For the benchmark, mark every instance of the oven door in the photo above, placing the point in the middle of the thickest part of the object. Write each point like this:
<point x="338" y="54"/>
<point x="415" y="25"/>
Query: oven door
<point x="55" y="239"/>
· · · · ·
TASK PROMPT: Output every line of the material above as a numbered list, omitting any blank lines.

RESPONSE TO THE EXERCISE:
1. For the benchmark, mark every instance of the oven door in the photo above, placing the point in the middle of the thickest part of the object. Write each point like this:
2. <point x="338" y="54"/>
3. <point x="415" y="25"/>
4. Query: oven door
5. <point x="55" y="239"/>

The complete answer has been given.